### QUÉ SE PIDE
¿Puedes transcribir literalmente el pasaje del texto sobre Pedro Sánchez comprendido entre "Me imagino a" y "nunca se produjo.", ambos incluidos?

Me imagino a Pedro Sánchez, el pasado fin de semana en Quintos de Mora, recostado a la sombra de una encina, reflexionando sobre sus propias mentiras y sobre la corrupción protagonizada, delante de sus narices, por sus hombres de confianza: Ábalos, Cerdán y Koldo. Imagino al todavía presidente del Gobierno con el rostro compungido, intentado encontrar alguna explicación razonable a los comportamientos de sus fieles escuderos, con los que recorrió España a bordo de un Peugeot, en busca de la secretaria general del PSOE y de la regeneración de la democracia española, que nunca se produjo.

(Elementos de una fuente de datos)
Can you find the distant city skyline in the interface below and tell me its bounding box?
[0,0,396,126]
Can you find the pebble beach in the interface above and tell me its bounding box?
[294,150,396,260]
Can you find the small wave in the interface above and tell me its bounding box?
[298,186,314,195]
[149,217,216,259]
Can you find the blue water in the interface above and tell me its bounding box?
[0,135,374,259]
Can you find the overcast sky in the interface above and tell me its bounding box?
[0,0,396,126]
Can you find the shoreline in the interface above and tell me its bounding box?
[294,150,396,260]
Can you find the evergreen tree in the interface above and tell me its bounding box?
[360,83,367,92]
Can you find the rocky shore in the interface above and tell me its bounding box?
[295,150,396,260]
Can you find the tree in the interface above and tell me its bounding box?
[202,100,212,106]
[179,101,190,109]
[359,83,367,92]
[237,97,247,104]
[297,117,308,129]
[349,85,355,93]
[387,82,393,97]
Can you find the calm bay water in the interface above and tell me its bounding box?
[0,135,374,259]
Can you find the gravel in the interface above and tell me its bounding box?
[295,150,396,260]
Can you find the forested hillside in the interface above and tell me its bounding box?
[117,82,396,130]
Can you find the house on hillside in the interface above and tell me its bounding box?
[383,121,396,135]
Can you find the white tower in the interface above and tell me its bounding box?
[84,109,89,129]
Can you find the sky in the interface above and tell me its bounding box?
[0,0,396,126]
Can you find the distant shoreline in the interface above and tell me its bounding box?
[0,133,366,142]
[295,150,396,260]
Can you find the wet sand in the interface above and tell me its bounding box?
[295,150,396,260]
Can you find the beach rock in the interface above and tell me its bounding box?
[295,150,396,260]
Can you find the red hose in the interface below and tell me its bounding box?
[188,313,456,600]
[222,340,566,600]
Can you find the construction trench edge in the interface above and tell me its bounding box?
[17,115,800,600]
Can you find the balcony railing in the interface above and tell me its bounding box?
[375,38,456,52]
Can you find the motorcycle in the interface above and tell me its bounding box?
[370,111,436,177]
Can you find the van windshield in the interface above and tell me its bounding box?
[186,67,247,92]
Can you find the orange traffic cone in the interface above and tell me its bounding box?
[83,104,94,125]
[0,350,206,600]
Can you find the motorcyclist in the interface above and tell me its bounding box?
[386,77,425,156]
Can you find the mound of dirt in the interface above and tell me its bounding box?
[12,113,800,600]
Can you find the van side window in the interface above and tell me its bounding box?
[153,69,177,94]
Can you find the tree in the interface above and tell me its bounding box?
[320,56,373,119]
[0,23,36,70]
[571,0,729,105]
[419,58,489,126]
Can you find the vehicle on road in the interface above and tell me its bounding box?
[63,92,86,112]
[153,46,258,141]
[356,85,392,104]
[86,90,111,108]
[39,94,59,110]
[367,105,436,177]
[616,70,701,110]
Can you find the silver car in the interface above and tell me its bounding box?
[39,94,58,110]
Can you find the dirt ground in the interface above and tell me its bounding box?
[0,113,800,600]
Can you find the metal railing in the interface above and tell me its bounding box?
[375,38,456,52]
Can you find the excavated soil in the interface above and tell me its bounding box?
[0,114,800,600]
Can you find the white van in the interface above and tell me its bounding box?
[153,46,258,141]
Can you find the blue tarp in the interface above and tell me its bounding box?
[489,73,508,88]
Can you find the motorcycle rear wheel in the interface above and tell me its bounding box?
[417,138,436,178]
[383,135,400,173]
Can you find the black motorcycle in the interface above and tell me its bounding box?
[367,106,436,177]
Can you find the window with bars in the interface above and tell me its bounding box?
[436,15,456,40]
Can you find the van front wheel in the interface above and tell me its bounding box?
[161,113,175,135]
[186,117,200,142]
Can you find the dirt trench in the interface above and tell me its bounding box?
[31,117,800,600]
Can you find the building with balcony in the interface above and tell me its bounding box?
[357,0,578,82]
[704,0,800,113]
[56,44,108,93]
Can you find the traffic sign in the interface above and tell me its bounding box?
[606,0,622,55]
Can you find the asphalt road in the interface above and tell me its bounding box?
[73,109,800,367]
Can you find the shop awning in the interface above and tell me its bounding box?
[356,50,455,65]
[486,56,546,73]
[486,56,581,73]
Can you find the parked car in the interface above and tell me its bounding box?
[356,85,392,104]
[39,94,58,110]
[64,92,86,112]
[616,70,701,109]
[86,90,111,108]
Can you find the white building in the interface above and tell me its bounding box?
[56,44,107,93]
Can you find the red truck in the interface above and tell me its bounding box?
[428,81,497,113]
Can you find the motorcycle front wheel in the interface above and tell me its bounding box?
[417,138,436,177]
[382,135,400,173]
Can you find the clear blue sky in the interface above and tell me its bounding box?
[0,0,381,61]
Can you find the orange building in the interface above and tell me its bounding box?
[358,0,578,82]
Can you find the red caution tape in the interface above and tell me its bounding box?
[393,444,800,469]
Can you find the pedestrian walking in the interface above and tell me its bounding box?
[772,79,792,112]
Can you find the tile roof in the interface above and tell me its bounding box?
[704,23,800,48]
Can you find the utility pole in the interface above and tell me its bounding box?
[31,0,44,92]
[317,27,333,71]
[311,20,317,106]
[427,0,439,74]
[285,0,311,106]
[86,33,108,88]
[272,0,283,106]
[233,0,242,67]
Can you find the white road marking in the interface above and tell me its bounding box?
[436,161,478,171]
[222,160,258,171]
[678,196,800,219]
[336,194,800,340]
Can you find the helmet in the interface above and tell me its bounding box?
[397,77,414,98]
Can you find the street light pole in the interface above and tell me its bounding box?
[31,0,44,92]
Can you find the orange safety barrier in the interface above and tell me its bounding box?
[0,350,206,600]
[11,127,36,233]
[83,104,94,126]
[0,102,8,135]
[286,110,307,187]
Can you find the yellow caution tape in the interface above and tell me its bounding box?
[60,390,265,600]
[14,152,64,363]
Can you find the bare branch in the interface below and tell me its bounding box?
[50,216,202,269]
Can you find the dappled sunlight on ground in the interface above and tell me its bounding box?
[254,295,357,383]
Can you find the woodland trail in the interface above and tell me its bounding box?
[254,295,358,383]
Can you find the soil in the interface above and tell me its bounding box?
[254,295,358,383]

### TU RESPUESTA
Me imagino a Pedro Sánchez, el pasado fin de semana en Quintos de Mora, recostado a la sombra de una encina, reflexionando sobre sus propias mentiras y sobre la corrupción protagonizada, delante de sus narices, por sus hombres de confianza: Ábalos, Cerdán y Koldo. Imagino al todavía presidente del Gobierno con el rostro compungido, intentado encontrar alguna explicación razonable a los comportamientos de sus fieles escuderos, con los que recorrió España a bordo de un Peugeot, en busca de la secretaria general del PSOE y de la regeneración de la democracia española, que nunca se produjo.